Your copy should contain exactly the lines from the one that holds "# point at: tall utility" through the end of the material, reproduced as written, with no pictures.

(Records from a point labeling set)
----

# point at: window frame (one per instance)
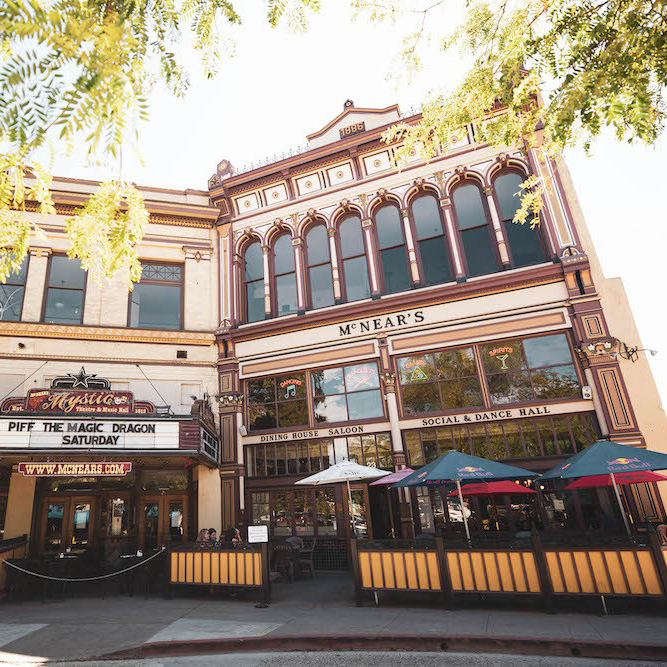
(341, 260)
(310, 398)
(307, 266)
(273, 285)
(489, 225)
(482, 375)
(376, 240)
(503, 222)
(417, 241)
(244, 282)
(25, 285)
(157, 282)
(45, 295)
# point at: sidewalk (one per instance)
(92, 627)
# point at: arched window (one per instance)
(253, 280)
(524, 243)
(474, 228)
(318, 259)
(430, 234)
(284, 276)
(393, 253)
(353, 259)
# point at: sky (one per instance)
(281, 86)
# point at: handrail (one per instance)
(12, 543)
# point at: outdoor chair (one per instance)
(306, 558)
(283, 561)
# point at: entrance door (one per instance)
(67, 524)
(162, 519)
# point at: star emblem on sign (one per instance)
(81, 378)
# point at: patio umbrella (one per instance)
(622, 479)
(388, 481)
(492, 488)
(345, 471)
(609, 458)
(457, 467)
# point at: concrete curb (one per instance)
(453, 643)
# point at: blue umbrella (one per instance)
(458, 467)
(607, 458)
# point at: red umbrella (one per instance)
(492, 488)
(622, 478)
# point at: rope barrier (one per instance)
(103, 576)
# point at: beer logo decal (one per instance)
(502, 354)
(622, 461)
(290, 386)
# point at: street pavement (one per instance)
(88, 627)
(364, 659)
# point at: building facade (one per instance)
(387, 315)
(107, 438)
(321, 307)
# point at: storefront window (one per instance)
(310, 456)
(155, 302)
(325, 508)
(516, 439)
(446, 380)
(275, 402)
(11, 294)
(164, 480)
(347, 393)
(533, 368)
(65, 291)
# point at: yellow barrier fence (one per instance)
(638, 571)
(244, 566)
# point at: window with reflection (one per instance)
(540, 367)
(318, 261)
(353, 259)
(524, 242)
(253, 281)
(277, 402)
(65, 291)
(307, 456)
(11, 293)
(347, 393)
(392, 248)
(156, 301)
(433, 248)
(446, 380)
(476, 235)
(284, 276)
(561, 435)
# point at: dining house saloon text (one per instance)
(54, 433)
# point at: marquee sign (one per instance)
(75, 469)
(83, 393)
(21, 433)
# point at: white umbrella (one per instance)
(345, 471)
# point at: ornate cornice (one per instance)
(120, 334)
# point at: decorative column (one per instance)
(412, 255)
(497, 228)
(299, 265)
(33, 295)
(457, 253)
(338, 293)
(267, 283)
(373, 258)
(398, 452)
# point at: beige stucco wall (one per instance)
(646, 400)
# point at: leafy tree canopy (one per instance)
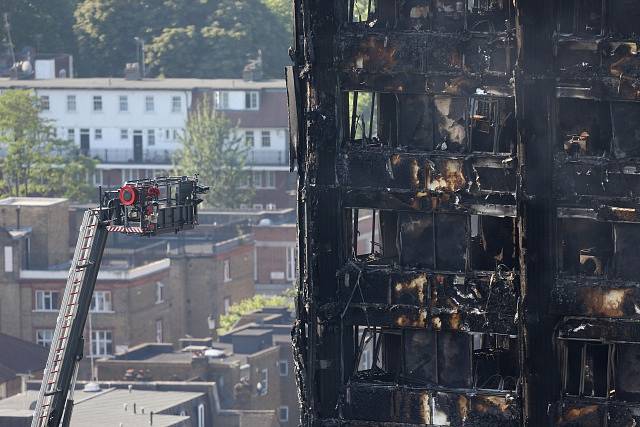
(36, 163)
(236, 311)
(46, 25)
(211, 148)
(184, 38)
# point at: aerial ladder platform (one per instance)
(146, 207)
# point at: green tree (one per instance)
(35, 163)
(46, 25)
(184, 38)
(257, 302)
(212, 149)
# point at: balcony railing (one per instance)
(150, 156)
(268, 157)
(260, 157)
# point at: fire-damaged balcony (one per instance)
(469, 193)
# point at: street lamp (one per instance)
(140, 43)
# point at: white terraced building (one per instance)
(133, 126)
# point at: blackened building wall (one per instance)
(493, 143)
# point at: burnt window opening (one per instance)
(437, 358)
(489, 16)
(429, 123)
(493, 125)
(372, 235)
(580, 17)
(586, 247)
(450, 115)
(362, 121)
(361, 11)
(584, 127)
(376, 352)
(626, 138)
(433, 241)
(624, 16)
(415, 14)
(450, 16)
(495, 362)
(493, 243)
(601, 370)
(588, 369)
(627, 256)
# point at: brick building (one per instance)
(143, 293)
(251, 365)
(153, 403)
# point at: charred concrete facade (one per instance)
(494, 144)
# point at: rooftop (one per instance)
(20, 357)
(149, 84)
(107, 407)
(31, 201)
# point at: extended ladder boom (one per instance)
(144, 208)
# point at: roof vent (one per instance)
(91, 387)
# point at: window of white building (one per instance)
(176, 104)
(292, 260)
(251, 100)
(97, 103)
(159, 292)
(249, 138)
(47, 300)
(201, 420)
(149, 104)
(226, 268)
(101, 301)
(44, 103)
(44, 337)
(101, 343)
(71, 103)
(266, 138)
(283, 368)
(221, 100)
(8, 259)
(123, 103)
(283, 414)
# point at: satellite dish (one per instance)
(26, 67)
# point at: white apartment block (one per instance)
(133, 127)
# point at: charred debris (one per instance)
(493, 147)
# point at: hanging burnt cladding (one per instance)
(467, 211)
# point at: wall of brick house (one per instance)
(50, 231)
(283, 196)
(266, 359)
(201, 277)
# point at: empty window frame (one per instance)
(361, 10)
(376, 351)
(580, 17)
(433, 241)
(624, 16)
(489, 16)
(372, 235)
(493, 124)
(588, 368)
(495, 362)
(625, 135)
(584, 127)
(363, 113)
(493, 242)
(586, 246)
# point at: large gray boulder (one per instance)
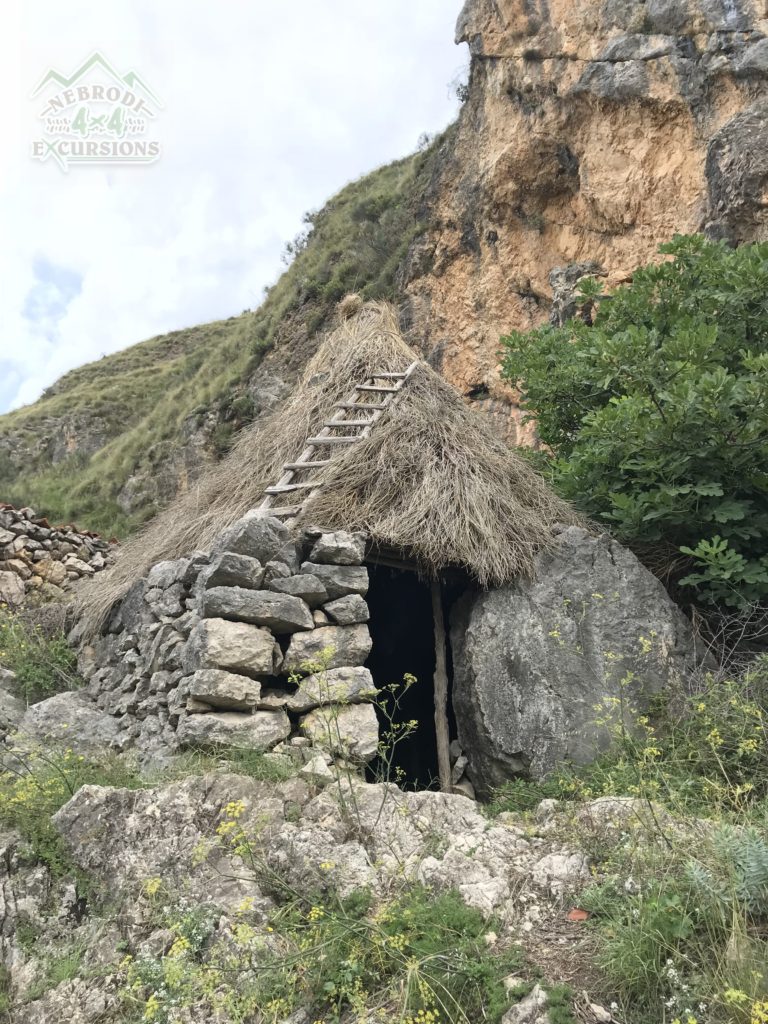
(260, 537)
(339, 548)
(224, 689)
(230, 569)
(534, 662)
(341, 686)
(259, 731)
(348, 731)
(281, 612)
(242, 647)
(339, 580)
(70, 720)
(331, 646)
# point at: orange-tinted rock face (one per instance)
(594, 131)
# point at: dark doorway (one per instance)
(402, 635)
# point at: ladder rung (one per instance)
(332, 440)
(284, 488)
(363, 404)
(348, 423)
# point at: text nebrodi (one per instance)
(96, 116)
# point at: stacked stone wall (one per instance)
(259, 644)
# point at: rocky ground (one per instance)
(307, 835)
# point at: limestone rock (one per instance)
(75, 1000)
(530, 1010)
(123, 837)
(340, 548)
(305, 586)
(534, 659)
(350, 731)
(11, 708)
(335, 686)
(348, 645)
(70, 720)
(51, 571)
(11, 589)
(230, 569)
(223, 689)
(316, 772)
(339, 580)
(347, 610)
(559, 871)
(258, 731)
(260, 537)
(242, 647)
(280, 612)
(545, 166)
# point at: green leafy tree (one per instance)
(654, 407)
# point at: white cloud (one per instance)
(268, 109)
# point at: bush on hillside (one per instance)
(38, 655)
(656, 414)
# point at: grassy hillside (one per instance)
(144, 402)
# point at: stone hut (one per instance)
(374, 527)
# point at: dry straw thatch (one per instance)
(431, 479)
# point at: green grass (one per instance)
(418, 957)
(144, 398)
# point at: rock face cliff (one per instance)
(593, 131)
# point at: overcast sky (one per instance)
(268, 108)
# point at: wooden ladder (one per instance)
(357, 414)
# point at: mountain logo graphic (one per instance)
(96, 115)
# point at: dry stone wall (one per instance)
(41, 561)
(258, 644)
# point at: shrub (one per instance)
(417, 958)
(656, 414)
(42, 660)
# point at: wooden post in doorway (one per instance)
(440, 690)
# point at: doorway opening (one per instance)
(402, 634)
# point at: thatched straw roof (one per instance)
(432, 479)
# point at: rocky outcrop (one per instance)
(233, 648)
(156, 856)
(593, 131)
(41, 561)
(546, 670)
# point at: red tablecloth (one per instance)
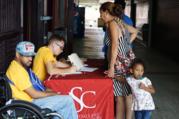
(92, 93)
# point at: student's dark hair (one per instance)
(113, 9)
(137, 61)
(56, 37)
(121, 2)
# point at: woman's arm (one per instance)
(133, 31)
(114, 35)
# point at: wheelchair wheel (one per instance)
(19, 111)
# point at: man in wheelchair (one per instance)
(26, 86)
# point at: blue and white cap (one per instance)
(25, 48)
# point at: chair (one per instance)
(19, 109)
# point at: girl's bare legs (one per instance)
(120, 107)
(128, 106)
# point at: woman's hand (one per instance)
(110, 72)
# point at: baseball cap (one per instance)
(25, 48)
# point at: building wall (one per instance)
(9, 31)
(165, 27)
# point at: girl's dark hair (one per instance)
(137, 61)
(113, 9)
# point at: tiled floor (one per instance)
(163, 71)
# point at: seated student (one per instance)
(23, 88)
(45, 60)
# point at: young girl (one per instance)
(141, 89)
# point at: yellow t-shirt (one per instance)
(43, 56)
(20, 77)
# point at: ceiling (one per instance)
(92, 2)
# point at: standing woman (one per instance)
(120, 54)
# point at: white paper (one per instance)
(75, 60)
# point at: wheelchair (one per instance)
(19, 109)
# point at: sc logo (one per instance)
(80, 100)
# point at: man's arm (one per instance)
(53, 69)
(38, 94)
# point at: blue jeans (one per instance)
(143, 114)
(62, 104)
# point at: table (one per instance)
(92, 92)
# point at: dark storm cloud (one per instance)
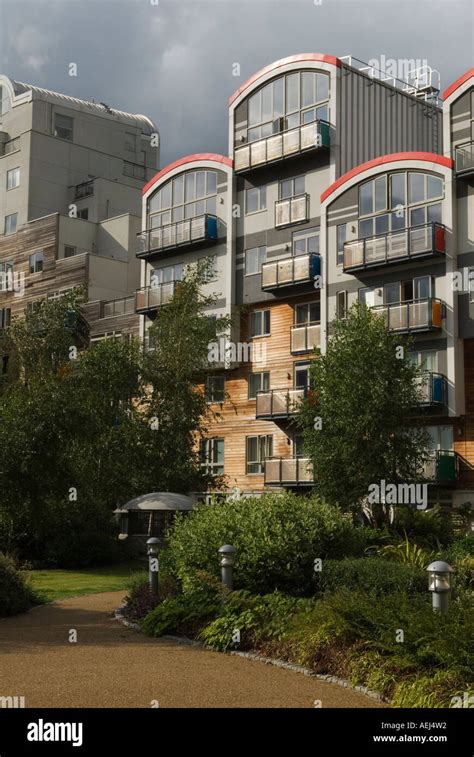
(174, 61)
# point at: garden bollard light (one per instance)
(439, 583)
(227, 552)
(153, 548)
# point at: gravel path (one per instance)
(113, 666)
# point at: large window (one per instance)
(187, 196)
(212, 455)
(305, 242)
(215, 389)
(307, 312)
(13, 178)
(36, 262)
(255, 199)
(11, 223)
(287, 102)
(258, 448)
(260, 323)
(258, 382)
(63, 126)
(397, 201)
(254, 258)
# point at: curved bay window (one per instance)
(287, 102)
(397, 201)
(188, 195)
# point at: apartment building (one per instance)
(343, 186)
(71, 175)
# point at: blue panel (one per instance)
(315, 266)
(212, 227)
(438, 388)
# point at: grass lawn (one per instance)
(58, 584)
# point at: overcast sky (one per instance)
(173, 61)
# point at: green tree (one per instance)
(358, 420)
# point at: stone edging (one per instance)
(344, 682)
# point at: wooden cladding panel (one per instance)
(235, 418)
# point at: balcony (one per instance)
(442, 467)
(396, 247)
(192, 232)
(149, 299)
(305, 338)
(464, 159)
(278, 403)
(433, 389)
(291, 210)
(288, 471)
(290, 271)
(412, 316)
(286, 144)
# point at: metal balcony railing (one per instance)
(121, 306)
(290, 271)
(464, 159)
(291, 210)
(313, 136)
(153, 297)
(305, 338)
(433, 389)
(187, 233)
(288, 471)
(442, 467)
(395, 247)
(414, 315)
(278, 403)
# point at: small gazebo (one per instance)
(150, 515)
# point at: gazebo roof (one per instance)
(158, 501)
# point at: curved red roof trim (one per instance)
(429, 157)
(458, 83)
(331, 59)
(188, 159)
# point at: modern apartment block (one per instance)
(342, 186)
(71, 174)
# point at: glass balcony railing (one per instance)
(121, 306)
(464, 159)
(442, 467)
(433, 389)
(305, 338)
(414, 315)
(187, 233)
(278, 403)
(291, 210)
(290, 271)
(153, 297)
(396, 247)
(302, 139)
(288, 471)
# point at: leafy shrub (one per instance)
(277, 538)
(140, 600)
(371, 574)
(186, 613)
(257, 620)
(428, 528)
(15, 594)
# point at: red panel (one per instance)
(284, 62)
(209, 156)
(429, 157)
(458, 83)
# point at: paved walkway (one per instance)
(113, 666)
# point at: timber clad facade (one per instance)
(71, 174)
(341, 188)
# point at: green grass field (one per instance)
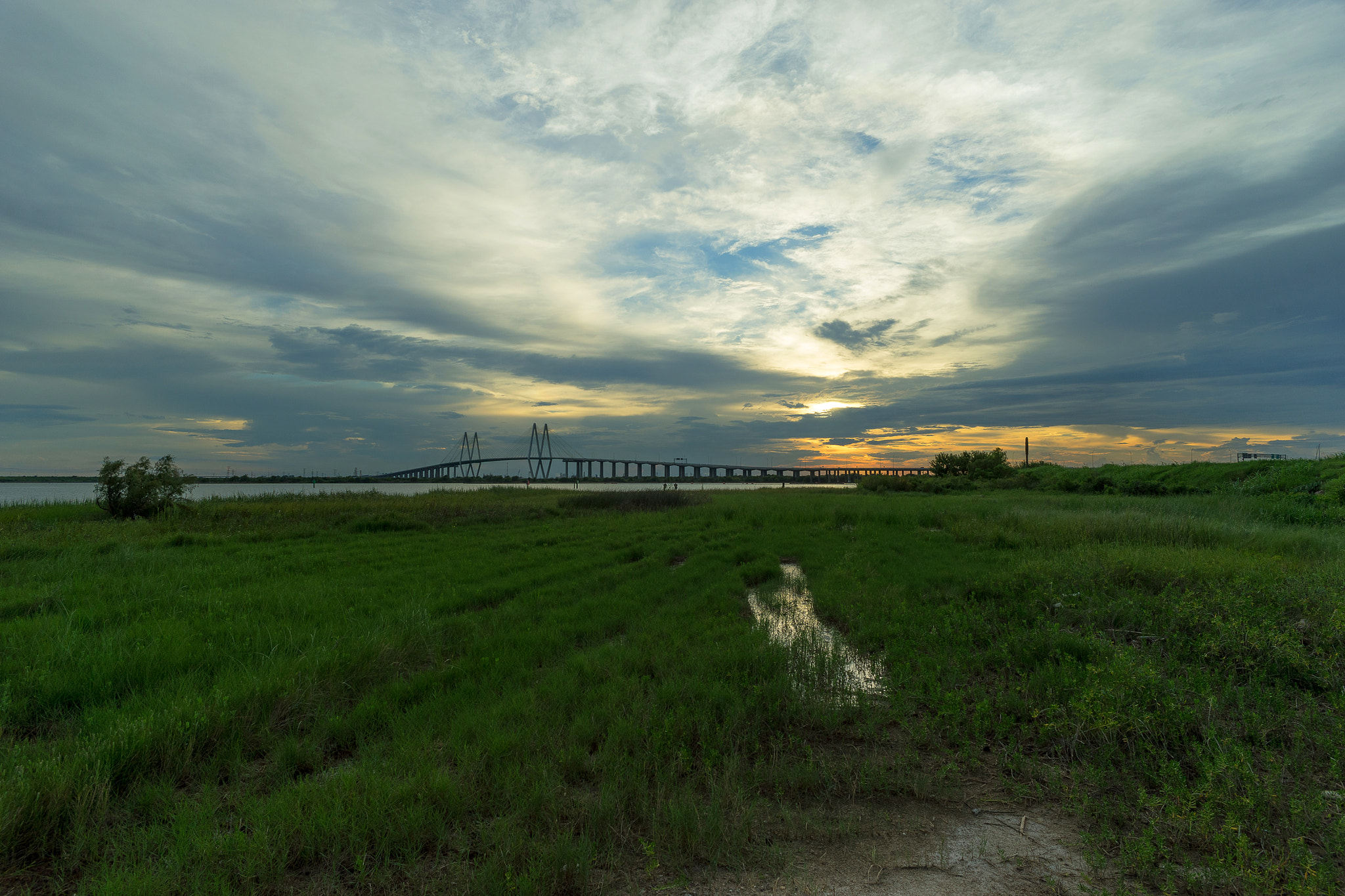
(513, 691)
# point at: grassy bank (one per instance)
(514, 691)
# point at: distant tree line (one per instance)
(977, 465)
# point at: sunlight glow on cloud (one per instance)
(745, 228)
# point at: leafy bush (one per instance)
(978, 465)
(128, 490)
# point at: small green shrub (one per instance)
(977, 465)
(141, 489)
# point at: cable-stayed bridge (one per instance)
(548, 457)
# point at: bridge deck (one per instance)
(584, 469)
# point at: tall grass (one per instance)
(514, 691)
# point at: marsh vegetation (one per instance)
(522, 691)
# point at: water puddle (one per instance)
(820, 656)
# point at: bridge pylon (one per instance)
(470, 456)
(540, 453)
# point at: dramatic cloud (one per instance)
(335, 236)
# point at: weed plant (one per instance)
(513, 691)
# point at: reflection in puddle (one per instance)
(818, 654)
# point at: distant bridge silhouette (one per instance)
(545, 464)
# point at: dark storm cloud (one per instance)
(359, 352)
(41, 414)
(133, 156)
(850, 336)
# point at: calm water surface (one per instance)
(76, 492)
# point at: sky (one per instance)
(322, 236)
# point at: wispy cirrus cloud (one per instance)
(670, 224)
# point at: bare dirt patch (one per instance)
(907, 848)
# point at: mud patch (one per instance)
(911, 849)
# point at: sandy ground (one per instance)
(912, 848)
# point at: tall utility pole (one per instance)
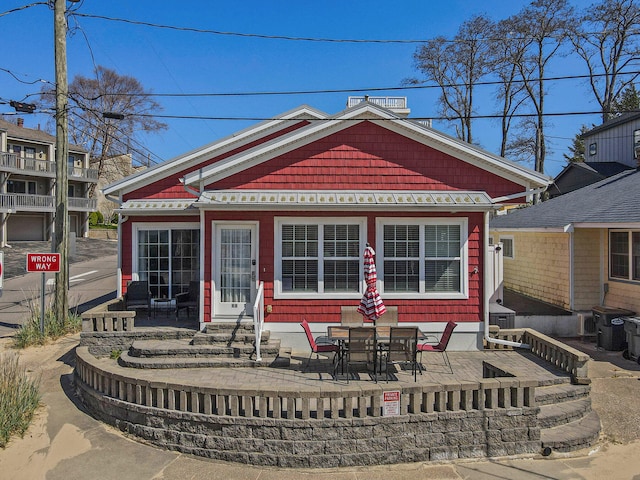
(61, 225)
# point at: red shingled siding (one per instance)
(369, 157)
(170, 187)
(469, 310)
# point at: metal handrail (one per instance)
(258, 319)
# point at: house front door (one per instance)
(235, 267)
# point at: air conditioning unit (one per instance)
(586, 325)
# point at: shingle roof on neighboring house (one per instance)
(614, 200)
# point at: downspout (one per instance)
(121, 220)
(486, 288)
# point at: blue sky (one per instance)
(168, 61)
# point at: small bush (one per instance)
(29, 333)
(19, 398)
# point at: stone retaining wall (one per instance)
(492, 417)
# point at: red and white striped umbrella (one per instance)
(371, 305)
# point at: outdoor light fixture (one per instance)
(23, 107)
(115, 116)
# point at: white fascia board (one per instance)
(529, 229)
(449, 201)
(198, 155)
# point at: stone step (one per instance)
(557, 414)
(183, 348)
(217, 326)
(281, 360)
(564, 392)
(222, 336)
(576, 435)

----

Task answer:
# point at: tall utility pole (one per instance)
(61, 225)
# point at: red shingled siding (one per instance)
(369, 157)
(170, 187)
(469, 310)
# point at: metal handrail (one per instance)
(258, 319)
# point at: house front door (one per instance)
(235, 267)
# point at: air conditioning unit (one per instance)
(586, 325)
# point at: shingle roof on neighboring house (one per instance)
(614, 200)
# point at: downspout (one per instance)
(121, 220)
(486, 288)
# point at: blue sky (one per instance)
(168, 61)
# point at: small bush (one per instance)
(29, 333)
(19, 398)
# point at: stone retaining wall (one per instance)
(492, 417)
# point at: red and white striped umbrella (one per instance)
(371, 305)
# point at: outdoor light fixture (one per instance)
(23, 107)
(115, 116)
# point at: white fascia board (one per instance)
(529, 229)
(449, 201)
(198, 155)
# point at: stone step (one per instance)
(557, 414)
(183, 348)
(217, 326)
(281, 360)
(564, 392)
(222, 336)
(576, 435)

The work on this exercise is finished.